(Stated problem) Copy exactly the stretch of lines from the one holding "of the farm" through the last line of the data below, inclusive. Leave out pictures.

(Data section)
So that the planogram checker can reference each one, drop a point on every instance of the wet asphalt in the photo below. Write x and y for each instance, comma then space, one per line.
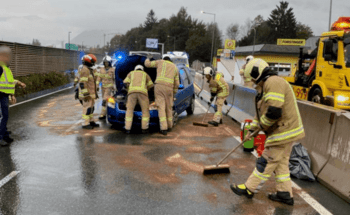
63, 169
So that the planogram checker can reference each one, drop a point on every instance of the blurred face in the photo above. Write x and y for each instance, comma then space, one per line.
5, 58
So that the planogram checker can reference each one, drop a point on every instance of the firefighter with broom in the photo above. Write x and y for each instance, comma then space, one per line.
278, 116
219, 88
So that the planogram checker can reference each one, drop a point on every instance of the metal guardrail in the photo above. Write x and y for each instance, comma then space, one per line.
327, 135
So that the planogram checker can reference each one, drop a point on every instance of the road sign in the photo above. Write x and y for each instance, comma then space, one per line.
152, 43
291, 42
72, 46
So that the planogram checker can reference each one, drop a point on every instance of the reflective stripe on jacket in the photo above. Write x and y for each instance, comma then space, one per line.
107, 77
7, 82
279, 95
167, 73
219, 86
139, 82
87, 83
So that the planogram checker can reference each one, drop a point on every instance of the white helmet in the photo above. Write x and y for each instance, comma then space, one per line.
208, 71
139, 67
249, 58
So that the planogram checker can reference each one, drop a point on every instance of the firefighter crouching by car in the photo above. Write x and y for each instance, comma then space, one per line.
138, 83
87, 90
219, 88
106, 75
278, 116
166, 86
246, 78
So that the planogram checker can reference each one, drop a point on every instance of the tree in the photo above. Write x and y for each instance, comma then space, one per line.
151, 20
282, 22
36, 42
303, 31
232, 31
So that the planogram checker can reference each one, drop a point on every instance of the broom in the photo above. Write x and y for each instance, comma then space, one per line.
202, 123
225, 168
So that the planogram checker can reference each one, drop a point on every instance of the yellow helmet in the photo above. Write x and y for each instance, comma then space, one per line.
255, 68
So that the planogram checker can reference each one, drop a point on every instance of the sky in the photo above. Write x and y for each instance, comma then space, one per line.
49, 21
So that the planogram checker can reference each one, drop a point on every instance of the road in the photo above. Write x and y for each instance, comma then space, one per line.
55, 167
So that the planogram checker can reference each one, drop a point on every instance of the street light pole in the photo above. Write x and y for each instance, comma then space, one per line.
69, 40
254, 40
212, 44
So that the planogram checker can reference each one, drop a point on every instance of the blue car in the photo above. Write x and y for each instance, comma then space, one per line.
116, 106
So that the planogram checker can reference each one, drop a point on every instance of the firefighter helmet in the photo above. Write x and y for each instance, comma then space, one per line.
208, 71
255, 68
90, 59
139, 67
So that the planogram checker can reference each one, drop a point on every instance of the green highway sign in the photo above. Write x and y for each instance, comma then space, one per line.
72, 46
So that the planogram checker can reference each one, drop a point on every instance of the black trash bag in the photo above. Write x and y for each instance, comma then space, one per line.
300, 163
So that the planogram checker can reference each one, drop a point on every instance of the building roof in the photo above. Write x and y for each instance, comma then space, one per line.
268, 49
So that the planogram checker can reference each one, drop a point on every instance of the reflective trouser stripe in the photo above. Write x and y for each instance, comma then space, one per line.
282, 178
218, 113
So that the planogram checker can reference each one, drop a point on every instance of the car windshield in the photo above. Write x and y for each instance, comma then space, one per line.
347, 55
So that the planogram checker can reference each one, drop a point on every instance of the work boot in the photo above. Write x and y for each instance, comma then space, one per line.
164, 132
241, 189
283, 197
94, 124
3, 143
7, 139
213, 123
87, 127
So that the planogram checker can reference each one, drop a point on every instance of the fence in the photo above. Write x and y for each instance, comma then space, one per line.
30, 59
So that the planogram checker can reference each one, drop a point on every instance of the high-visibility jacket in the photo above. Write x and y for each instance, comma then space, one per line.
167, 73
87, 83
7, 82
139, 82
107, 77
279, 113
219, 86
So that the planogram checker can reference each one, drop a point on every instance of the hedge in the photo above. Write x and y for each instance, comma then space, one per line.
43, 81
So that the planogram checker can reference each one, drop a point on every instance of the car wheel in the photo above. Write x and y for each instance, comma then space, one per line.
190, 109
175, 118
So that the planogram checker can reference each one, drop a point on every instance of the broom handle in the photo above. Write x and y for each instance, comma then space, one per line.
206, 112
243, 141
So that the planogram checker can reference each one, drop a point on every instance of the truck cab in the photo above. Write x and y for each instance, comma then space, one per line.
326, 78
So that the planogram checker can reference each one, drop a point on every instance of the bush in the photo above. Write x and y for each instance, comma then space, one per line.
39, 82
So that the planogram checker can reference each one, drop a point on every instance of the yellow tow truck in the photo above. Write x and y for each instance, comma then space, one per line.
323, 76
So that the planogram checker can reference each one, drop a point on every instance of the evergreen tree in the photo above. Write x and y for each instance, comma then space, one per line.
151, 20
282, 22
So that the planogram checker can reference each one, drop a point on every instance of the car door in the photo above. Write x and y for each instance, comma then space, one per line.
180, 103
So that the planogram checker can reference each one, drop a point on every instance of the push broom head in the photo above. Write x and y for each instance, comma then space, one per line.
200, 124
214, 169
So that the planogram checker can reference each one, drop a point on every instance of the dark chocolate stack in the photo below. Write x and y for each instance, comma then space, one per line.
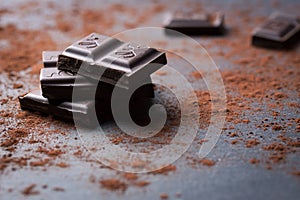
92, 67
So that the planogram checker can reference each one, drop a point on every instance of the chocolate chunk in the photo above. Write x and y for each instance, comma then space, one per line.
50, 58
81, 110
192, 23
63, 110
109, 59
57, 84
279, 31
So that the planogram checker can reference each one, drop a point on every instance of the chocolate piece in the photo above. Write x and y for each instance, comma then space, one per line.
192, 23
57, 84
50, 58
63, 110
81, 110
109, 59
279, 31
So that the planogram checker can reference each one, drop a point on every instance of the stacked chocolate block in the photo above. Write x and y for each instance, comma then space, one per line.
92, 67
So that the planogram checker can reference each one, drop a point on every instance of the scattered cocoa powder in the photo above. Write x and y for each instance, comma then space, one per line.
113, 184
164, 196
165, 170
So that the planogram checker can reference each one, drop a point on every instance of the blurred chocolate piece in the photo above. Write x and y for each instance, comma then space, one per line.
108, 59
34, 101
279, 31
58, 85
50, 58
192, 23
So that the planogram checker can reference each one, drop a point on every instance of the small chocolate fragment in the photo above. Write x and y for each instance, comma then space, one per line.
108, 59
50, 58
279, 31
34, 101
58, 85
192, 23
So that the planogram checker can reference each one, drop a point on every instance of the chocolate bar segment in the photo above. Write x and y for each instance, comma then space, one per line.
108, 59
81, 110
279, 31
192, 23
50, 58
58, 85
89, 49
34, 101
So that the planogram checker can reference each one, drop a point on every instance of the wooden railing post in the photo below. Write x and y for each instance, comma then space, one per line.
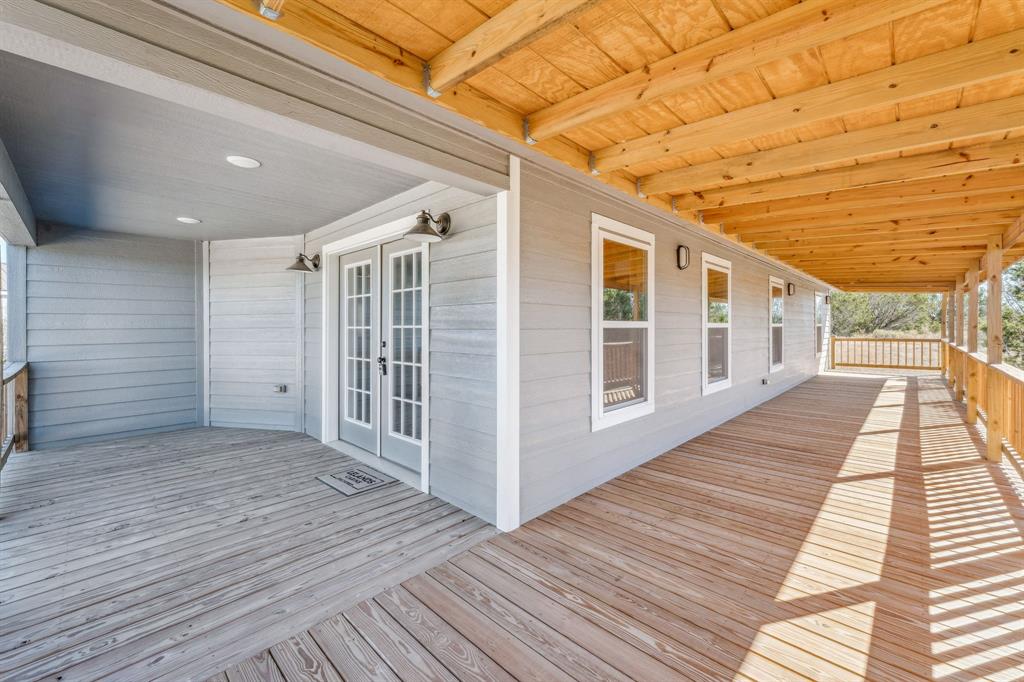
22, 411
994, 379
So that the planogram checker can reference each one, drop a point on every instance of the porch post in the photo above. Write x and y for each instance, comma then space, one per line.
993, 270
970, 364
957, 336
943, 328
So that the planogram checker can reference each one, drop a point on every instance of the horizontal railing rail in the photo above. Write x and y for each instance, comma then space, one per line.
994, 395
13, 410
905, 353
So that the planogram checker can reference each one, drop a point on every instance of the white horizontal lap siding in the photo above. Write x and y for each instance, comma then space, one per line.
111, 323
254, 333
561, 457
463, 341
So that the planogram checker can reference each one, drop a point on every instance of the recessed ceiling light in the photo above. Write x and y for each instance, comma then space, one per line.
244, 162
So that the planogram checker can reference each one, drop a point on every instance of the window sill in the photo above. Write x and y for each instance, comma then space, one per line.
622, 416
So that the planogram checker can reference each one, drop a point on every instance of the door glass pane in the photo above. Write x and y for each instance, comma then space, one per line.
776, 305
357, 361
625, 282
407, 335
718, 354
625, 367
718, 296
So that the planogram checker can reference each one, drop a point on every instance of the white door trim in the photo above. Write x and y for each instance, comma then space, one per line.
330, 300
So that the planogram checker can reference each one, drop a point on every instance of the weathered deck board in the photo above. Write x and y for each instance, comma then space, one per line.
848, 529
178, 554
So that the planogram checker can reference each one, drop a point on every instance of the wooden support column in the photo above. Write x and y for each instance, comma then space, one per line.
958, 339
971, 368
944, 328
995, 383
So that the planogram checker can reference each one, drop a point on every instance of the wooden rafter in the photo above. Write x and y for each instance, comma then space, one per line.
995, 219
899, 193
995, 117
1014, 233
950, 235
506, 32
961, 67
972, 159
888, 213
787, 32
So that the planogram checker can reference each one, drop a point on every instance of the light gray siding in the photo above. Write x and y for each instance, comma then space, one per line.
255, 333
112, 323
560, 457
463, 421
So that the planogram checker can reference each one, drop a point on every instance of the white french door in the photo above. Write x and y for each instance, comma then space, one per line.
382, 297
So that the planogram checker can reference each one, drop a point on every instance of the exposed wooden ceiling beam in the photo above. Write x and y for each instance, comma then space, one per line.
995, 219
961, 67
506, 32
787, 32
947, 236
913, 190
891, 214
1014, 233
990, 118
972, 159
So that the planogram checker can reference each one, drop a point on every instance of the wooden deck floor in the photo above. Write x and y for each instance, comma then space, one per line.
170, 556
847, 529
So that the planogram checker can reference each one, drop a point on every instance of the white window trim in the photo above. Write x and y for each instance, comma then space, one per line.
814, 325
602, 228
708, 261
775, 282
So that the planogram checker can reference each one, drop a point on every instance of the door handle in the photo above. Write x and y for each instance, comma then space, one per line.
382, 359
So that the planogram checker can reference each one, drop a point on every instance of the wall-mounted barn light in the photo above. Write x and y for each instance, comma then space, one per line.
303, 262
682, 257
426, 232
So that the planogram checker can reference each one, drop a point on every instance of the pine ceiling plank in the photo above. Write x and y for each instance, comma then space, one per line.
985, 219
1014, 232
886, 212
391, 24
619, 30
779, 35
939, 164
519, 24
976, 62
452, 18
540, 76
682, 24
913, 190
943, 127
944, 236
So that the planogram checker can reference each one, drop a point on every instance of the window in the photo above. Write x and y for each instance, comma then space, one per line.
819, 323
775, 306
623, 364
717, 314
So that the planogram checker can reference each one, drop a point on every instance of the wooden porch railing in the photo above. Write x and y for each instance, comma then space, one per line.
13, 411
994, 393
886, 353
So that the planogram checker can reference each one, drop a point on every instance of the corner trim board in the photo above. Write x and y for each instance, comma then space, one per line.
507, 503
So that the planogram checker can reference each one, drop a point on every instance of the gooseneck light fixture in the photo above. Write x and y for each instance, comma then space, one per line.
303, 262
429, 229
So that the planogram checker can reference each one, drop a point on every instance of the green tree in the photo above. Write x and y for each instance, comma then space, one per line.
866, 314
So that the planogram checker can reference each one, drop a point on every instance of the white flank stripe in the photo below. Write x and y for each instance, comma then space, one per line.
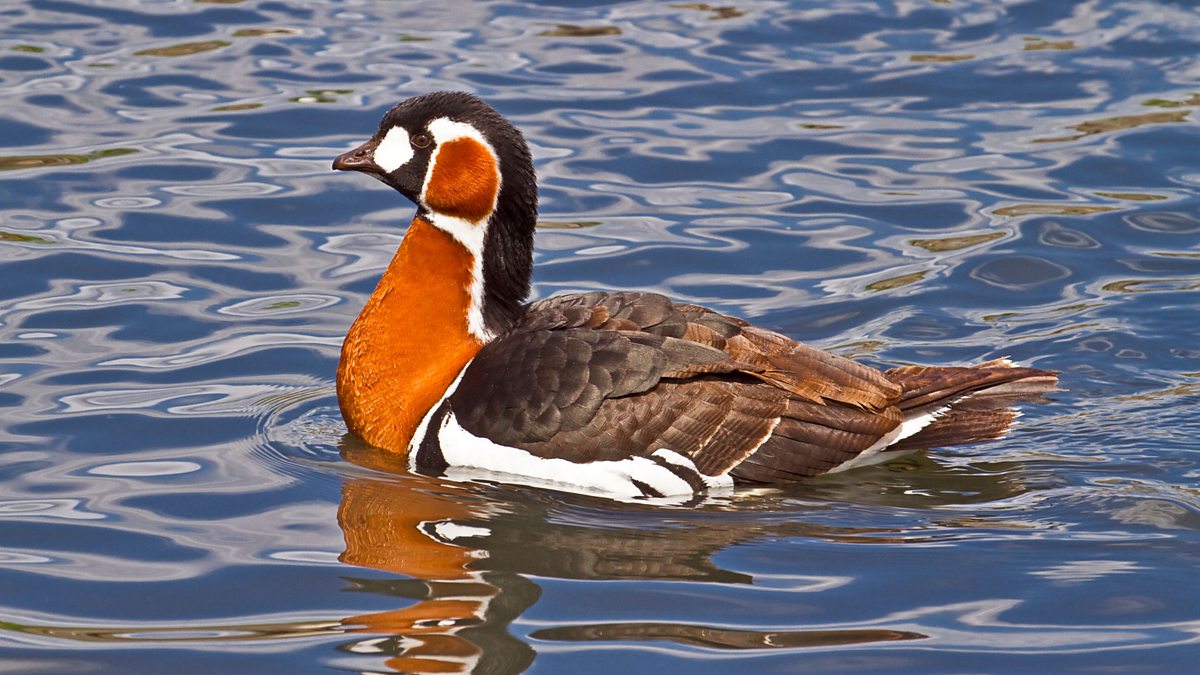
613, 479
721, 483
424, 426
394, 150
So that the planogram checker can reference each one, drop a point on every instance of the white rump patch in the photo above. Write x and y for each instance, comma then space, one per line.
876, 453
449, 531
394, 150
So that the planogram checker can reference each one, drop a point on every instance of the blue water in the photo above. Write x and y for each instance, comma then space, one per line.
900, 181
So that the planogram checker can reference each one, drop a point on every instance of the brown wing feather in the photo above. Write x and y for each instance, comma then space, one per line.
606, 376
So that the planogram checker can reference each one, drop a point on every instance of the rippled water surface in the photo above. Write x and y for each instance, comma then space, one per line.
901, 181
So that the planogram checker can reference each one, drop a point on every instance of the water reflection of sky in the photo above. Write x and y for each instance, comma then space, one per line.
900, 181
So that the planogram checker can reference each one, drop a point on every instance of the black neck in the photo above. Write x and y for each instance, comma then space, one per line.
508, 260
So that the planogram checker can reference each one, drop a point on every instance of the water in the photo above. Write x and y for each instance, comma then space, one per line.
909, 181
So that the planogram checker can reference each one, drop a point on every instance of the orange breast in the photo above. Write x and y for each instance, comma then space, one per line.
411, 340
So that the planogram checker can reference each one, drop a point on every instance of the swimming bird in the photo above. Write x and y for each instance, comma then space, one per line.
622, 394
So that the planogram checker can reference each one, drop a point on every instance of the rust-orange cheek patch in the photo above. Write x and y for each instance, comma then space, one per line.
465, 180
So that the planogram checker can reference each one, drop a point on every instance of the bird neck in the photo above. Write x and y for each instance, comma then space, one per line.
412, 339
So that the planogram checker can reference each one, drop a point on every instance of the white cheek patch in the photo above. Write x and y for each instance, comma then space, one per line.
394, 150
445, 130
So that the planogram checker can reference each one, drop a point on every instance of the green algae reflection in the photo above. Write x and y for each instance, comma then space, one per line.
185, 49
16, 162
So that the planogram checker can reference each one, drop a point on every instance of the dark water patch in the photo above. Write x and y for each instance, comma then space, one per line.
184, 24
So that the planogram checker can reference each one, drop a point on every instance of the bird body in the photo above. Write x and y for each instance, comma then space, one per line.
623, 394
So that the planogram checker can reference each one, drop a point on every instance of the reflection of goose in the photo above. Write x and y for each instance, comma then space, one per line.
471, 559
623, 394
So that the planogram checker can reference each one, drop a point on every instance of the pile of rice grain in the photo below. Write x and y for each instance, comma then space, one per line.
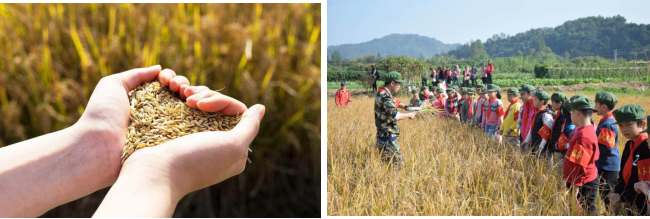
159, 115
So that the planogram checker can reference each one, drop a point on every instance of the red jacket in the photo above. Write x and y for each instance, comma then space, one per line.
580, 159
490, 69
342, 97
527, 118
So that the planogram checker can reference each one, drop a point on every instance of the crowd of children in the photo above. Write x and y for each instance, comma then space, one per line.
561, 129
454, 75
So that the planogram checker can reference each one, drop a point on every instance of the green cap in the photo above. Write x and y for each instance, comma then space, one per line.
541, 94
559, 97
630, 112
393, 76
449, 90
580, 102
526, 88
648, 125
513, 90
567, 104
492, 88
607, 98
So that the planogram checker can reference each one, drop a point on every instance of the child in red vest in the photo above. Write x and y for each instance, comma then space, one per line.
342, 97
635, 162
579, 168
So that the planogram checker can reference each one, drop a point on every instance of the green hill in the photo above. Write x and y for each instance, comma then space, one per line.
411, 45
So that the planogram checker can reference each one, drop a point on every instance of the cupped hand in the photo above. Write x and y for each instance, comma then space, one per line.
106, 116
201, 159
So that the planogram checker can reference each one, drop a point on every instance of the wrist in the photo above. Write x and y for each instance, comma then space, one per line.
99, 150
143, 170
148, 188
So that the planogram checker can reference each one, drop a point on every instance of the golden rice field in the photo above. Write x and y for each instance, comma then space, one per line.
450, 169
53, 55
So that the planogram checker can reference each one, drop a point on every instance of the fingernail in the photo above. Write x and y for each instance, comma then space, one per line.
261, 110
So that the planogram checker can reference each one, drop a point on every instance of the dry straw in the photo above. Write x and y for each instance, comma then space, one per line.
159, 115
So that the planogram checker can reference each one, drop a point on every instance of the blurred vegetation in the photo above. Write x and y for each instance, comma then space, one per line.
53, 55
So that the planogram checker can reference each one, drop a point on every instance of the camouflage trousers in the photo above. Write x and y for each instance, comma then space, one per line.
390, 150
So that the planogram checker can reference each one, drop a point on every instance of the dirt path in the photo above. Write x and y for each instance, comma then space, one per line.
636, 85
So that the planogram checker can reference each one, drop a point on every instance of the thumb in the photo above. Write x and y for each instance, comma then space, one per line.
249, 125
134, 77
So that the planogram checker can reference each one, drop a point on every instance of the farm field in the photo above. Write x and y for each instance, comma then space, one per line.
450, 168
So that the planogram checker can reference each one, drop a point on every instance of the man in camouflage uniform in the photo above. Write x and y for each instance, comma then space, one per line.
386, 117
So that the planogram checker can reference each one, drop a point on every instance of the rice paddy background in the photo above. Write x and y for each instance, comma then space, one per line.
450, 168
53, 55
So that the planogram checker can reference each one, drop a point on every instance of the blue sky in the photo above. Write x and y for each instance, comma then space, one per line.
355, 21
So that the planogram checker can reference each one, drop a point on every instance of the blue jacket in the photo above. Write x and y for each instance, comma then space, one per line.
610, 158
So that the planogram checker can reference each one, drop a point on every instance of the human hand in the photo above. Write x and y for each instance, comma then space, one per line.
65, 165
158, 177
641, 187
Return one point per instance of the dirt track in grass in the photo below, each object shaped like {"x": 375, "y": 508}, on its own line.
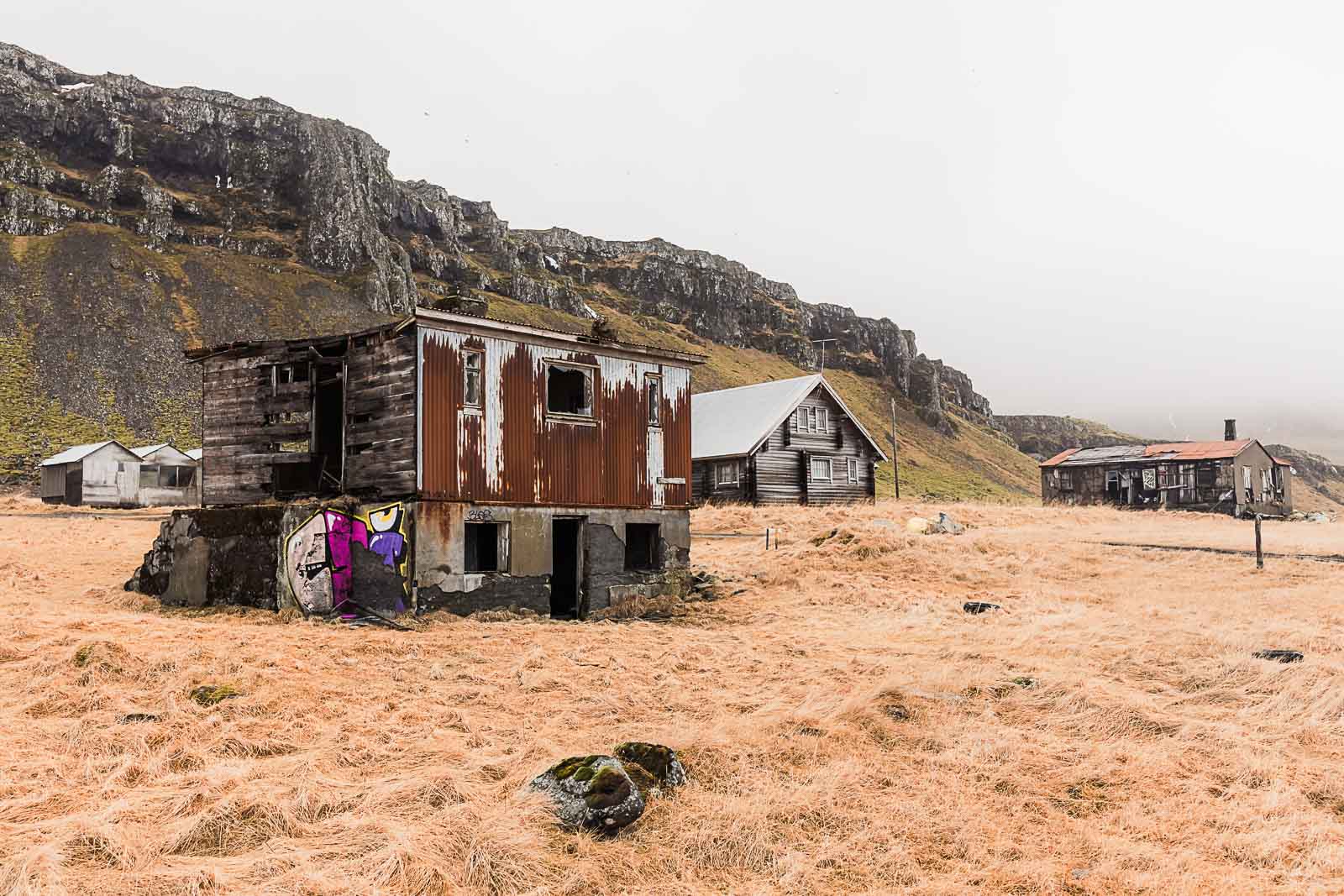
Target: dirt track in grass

(Response to this task)
So that the planogram checker can reference each one, drop a point on every instance of the farm field in the photo above. Write x and y for each instance, comma then space, one per line.
450, 168
So that the planogram checker can reference each one, drop a point on every instance of the man in camouflage uniform in the photo above. Write x and y for each instance, comma then space, one per line.
386, 117
So that the planogram checker can reference each one, drop a point on every instance of the rice paddy background in the photo above. Write x and y for each instance, comma then space, one per line.
450, 168
53, 55
So that the planogram checker can reference each one, drop a point on every instance of the blue sky in the photo above. Write x and y for each instance, comma then space, one per line.
355, 21
So that the planogram checker can reference each one, drop a point on every instance of the blue jacket in the photo above. Write x and y for each instance, comma then space, one per line.
610, 158
So that the planogram checker can reference each one, drop a point on every instance of the human hand in the photo above. Write x and y for each instance, comma then space, one per line.
65, 165
158, 177
641, 187
Return one point per instance of the dirt track in grass in the photo below, each object shaped like {"x": 375, "y": 508}, on its own line.
Target: dirt track in grass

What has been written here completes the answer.